After a short speech about Trump, Palin settled into a chair opposite Carville in front of a predictably hostile crowd in Pasadena. She had anticipated this, posting on Facebook that she was headed into the “lion’s den” to deliver some truth from real America.

But the headline coming out of the event was not about Carville or Palin or Trump, but a 10-year-old boy who, depending on the news outlet, “stumped,” “destroyed,” “humiliated,” “ruthlessly served” the former governor with a question about Trump’s sexism.

The only problem is that’s not exactly how it went down.

Let’s start with the kid. Yes, I’m the meanie who’s going to point this out. The L.A. Times reports the young questioner was Adam Chernick. The first four Google results for him are “Adam Chernick— IMDb,” “Adam Chernick— YouTube,” “Adam Chernick— SAG-AFTRA,” and “Adam Chernick TV Commercials.” This doesn’t mean Chernick is ineligible to lob a question at Q&A or that he’s not a smart kid with organic political ideas and preternatural poise. But he is also a child actor in the L.A. area, which seems worth mentioning when he asks a news-making question on stage of a national news figure. He is a “regular 10-year-old” with no public speaking experience in the same way Shannon Watts is a “regular mom” with no political experience.

Work instructions:
1 – Print the part of the Palin passage starting at "The only problem" and ending at "no political experience.".
2 – Answer these questions about the Palin passage, one per line:
(a) In what city was the crowd that Palin faced?
(b) Which newspaper reported the young questioner's name?
(c) On Facebook, what did Palin say she was headed into?
3 – Go on with the Palin passage, writing what comes after its final sentence.
The rows have no connection to the Palin passage.

Data records:
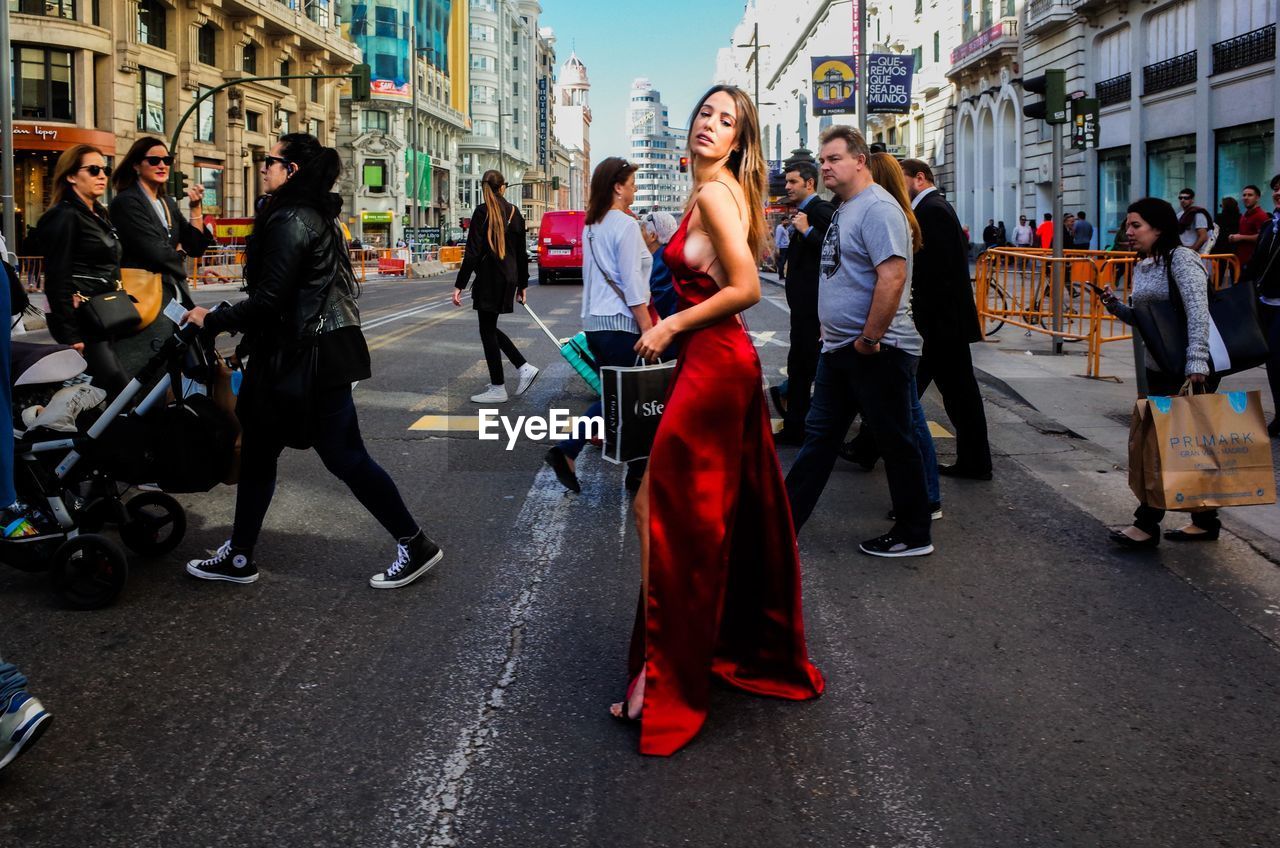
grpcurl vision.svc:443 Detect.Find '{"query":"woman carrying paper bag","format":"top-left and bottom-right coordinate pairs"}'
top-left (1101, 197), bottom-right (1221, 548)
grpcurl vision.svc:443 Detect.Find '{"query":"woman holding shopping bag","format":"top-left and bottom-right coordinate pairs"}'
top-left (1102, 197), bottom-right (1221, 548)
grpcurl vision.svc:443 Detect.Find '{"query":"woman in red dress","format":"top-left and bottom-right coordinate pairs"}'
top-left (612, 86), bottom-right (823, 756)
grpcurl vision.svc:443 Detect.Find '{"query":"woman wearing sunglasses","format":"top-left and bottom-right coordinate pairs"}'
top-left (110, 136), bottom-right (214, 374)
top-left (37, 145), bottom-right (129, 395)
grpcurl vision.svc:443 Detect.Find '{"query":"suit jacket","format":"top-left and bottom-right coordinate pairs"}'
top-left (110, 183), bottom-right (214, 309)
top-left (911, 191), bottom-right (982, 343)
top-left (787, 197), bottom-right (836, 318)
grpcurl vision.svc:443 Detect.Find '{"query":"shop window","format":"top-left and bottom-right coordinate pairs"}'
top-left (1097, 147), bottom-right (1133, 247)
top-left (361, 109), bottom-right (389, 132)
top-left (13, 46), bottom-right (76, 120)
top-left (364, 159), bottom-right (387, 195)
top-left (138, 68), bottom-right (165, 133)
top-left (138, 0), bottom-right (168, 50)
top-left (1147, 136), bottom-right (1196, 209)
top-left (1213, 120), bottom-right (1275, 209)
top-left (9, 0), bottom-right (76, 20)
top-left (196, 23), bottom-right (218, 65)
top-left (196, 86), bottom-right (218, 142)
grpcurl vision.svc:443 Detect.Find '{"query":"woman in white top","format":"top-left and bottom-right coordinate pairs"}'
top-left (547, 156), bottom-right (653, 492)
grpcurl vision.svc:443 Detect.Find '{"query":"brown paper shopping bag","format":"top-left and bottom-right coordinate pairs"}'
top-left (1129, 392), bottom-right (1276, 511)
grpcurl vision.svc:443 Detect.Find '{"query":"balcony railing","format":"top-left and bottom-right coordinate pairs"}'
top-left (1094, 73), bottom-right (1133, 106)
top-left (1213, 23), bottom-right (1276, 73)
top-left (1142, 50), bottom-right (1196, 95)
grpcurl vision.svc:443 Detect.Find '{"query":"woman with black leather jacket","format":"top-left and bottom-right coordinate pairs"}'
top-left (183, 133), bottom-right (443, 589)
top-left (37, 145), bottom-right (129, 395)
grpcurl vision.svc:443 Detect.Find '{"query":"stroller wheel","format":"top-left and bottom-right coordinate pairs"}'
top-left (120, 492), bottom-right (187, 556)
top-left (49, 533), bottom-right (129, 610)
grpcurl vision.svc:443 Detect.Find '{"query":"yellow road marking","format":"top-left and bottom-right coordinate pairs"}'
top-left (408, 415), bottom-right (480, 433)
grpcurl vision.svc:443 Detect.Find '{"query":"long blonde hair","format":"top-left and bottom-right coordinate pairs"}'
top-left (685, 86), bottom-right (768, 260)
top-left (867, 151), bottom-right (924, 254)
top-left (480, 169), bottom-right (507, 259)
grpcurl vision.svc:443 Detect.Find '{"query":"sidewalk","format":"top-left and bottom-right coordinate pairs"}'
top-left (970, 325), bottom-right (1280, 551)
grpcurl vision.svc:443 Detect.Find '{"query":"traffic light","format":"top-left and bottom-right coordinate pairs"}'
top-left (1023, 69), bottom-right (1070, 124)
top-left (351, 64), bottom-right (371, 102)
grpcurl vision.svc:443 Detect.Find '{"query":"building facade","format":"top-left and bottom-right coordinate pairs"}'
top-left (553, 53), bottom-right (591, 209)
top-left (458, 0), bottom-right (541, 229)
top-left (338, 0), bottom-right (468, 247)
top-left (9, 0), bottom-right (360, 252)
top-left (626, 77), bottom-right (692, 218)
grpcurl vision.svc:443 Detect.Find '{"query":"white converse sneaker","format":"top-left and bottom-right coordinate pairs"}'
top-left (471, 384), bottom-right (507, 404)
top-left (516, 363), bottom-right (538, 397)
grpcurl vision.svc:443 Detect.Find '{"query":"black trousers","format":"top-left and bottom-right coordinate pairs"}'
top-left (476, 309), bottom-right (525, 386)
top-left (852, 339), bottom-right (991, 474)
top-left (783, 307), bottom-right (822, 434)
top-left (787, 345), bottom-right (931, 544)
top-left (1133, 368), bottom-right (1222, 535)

Answers to each task:
1 –
The only problem is that’s not exactly how it went down.

Let’s start with the kid. Yes, I’m the meanie who’s going to point this out. The L.A. Times reports the young questioner was Adam Chernick. The first four Google results for him are “Adam Chernick— IMDb,” “Adam Chernick— YouTube,” “Adam Chernick— SAG-AFTRA,” and “Adam Chernick TV Commercials.” This doesn’t mean Chernick is ineligible to lob a question at Q&A or that he’s not a smart kid with organic political ideas and preternatural poise. But he is also a child actor in the L.A. area, which seems worth mentioning when he asks a news-making question on stage of a national news figure. He is a “regular 10-year-old” with no public speaking experience in the same way Shannon Watts is a “regular mom” with no political experience.

2 –
(a) Pasadena
(b) The L.A. Times
(c) The "lion's den"

3 –
He was also invited on stage to confront Palin face-to-face in a way no other questioner was at this event. Sure, he’s cute, but one suspects Carville might have thought or known the youngster would put on a show and make a potentially viral moment.

“You were saying,” Chernick said, “that you hated the countries that didn’t treat women right and that you didn’t want to be part of the U.N. for that,” he said. “How come you’re endorsing Donald Trump?”

Chernick referenced Trump’s statement about Megyn Kelly after the fall Fox debate— “blood coming out of her wherever”—pressing Palin to explain her support for him.

Palin’s answer was mostly drowned out by the crowd’s approving roars for Chernick, but she offered a clarification— “I don’t think I said I ‘hate’ countries”— and a tautology— “Donald Trump isn’t sexist. If he were, I wouldn’t be endorsin’ him.”

These are not superb answers, and the broad question about Trump’s sexism is a fair one now, just as it was when Kelly asked it. But Chernick equated atrocities and genuine institutionalized sexism in countries where women can’t drive or own property or are forcefully made to marry and honor killed with the GOP nominee saying mean things. Whatever you think of Trump, these are not equal.

All of the headlines about this interaction imply that a question from a 10-year-old should be easier to field than one from an adult, but that’s not true either. You can’t fact-check a 10-year-old without looking like a first-class ass.

Palin was quite reasonably expecting questions from Carville, about as hard-nosed a political activist as one can find, and other adults.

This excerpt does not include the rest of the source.